------ Available records ------

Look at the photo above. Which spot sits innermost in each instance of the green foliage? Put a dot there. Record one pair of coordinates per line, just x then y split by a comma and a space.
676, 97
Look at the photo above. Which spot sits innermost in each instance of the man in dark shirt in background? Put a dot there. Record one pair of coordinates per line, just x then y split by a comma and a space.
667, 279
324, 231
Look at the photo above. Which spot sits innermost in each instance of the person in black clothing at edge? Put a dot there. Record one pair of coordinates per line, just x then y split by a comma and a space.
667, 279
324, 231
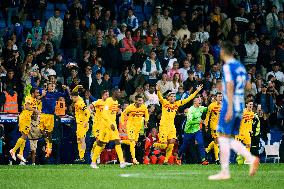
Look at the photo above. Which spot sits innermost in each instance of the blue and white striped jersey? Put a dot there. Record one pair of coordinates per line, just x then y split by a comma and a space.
234, 71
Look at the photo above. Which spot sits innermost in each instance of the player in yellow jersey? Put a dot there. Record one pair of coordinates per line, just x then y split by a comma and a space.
211, 121
109, 130
31, 107
167, 130
246, 128
98, 107
135, 113
82, 115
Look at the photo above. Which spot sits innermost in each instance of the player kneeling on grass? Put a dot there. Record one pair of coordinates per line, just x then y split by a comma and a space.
246, 128
135, 113
31, 106
234, 81
108, 130
82, 115
192, 129
167, 130
34, 134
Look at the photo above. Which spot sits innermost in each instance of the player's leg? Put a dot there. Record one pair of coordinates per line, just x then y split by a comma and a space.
171, 143
216, 150
199, 138
163, 138
49, 129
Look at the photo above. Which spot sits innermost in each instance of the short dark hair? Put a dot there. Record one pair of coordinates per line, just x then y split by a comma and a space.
33, 90
228, 47
138, 96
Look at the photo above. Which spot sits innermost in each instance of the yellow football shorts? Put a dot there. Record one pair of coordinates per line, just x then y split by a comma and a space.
81, 130
166, 133
25, 121
133, 130
46, 122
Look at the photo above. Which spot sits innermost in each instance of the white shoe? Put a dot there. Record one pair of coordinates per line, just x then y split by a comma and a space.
125, 164
253, 167
22, 163
13, 155
219, 176
21, 157
94, 165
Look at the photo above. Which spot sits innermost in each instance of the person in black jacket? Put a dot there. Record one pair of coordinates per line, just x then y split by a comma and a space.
113, 59
98, 85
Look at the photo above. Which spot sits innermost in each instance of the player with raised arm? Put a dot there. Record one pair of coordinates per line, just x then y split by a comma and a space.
167, 130
135, 113
234, 81
211, 122
109, 130
98, 107
82, 115
31, 106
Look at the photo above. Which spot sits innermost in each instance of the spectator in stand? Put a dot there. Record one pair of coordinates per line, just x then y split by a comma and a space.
127, 48
131, 20
184, 70
174, 70
272, 21
152, 68
55, 25
251, 51
98, 85
165, 23
205, 59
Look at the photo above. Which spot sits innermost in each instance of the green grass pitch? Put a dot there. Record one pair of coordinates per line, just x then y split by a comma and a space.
141, 176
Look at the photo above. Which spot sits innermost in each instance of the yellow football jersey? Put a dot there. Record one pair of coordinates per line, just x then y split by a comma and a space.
110, 110
169, 110
135, 114
82, 113
99, 107
246, 124
212, 116
34, 103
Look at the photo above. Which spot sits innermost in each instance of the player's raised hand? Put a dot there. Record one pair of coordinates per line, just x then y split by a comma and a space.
199, 87
228, 116
158, 87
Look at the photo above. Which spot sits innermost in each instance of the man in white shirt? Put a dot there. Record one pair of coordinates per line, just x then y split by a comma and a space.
276, 73
165, 23
184, 70
152, 96
55, 25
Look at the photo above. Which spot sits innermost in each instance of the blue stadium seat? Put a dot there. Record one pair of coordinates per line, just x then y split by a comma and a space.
115, 81
2, 24
28, 24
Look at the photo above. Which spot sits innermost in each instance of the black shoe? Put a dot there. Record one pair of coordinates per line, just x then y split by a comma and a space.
79, 161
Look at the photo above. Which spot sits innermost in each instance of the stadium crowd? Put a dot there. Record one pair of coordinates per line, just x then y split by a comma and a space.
140, 46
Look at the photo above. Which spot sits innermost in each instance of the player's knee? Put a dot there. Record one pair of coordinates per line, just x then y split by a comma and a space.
100, 143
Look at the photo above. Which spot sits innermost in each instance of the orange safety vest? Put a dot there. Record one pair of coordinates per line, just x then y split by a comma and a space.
60, 108
11, 104
123, 130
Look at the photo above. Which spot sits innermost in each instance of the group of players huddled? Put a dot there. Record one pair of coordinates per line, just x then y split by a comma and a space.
135, 115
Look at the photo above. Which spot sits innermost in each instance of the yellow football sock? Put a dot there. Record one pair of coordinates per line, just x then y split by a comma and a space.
97, 151
94, 146
216, 151
81, 151
18, 144
119, 153
127, 142
132, 149
210, 146
22, 147
160, 145
169, 152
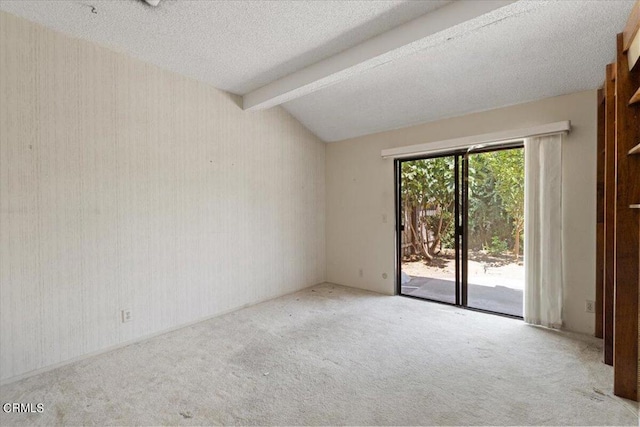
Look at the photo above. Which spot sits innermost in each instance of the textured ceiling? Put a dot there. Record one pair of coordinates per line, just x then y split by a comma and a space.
525, 51
236, 46
551, 48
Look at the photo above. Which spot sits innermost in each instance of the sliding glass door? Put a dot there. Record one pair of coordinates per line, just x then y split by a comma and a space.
429, 201
460, 228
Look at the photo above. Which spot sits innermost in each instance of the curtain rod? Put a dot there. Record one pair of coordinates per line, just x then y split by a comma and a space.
486, 139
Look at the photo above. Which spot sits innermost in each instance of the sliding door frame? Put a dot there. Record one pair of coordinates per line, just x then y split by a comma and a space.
461, 213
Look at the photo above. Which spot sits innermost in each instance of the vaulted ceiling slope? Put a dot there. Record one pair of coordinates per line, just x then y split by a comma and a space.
524, 51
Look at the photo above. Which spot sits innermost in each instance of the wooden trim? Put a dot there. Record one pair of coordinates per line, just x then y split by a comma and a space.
600, 215
625, 342
632, 26
609, 212
635, 98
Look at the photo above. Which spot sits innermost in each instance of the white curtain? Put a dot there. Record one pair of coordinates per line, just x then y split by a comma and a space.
543, 231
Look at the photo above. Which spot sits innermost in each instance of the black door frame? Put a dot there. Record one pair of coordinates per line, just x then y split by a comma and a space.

------

## Work item:
Print the line with "the sliding door" and every line after it in the entries above, exactly as written. Leave out all other lines.

## The completed task:
Look at the photo above. Which spot sits innermost in each instance of the sliding door frame? Put a dot there. Record one pair of coordinates per line, just x then y split by a comma and a space.
461, 213
Look at the photo above. Which spot sits innermost in each instance of the vaulted ceiling slope? Put a dot there. Record one pair of coordinates per line, just x then y split by a comma and a space.
524, 51
Look at the photo above. Which spot sits innermost in each instance of the wooden trim? Put a dot there. Record one pair of coordinates per line, just x then y split by a comma and a space.
600, 215
625, 342
632, 26
609, 212
635, 98
Look at the photo above. Which spot sits innermost in each instance of the white curtain? Put a dot there. Record one pair of coordinates per line, just x then y split by a comma and a space.
543, 231
Look at the photo above. Which spot sits innermost in each instance of the black door frame? Put a dot there. Record one pair of coordinates per line, just x then y split by a comma and a space.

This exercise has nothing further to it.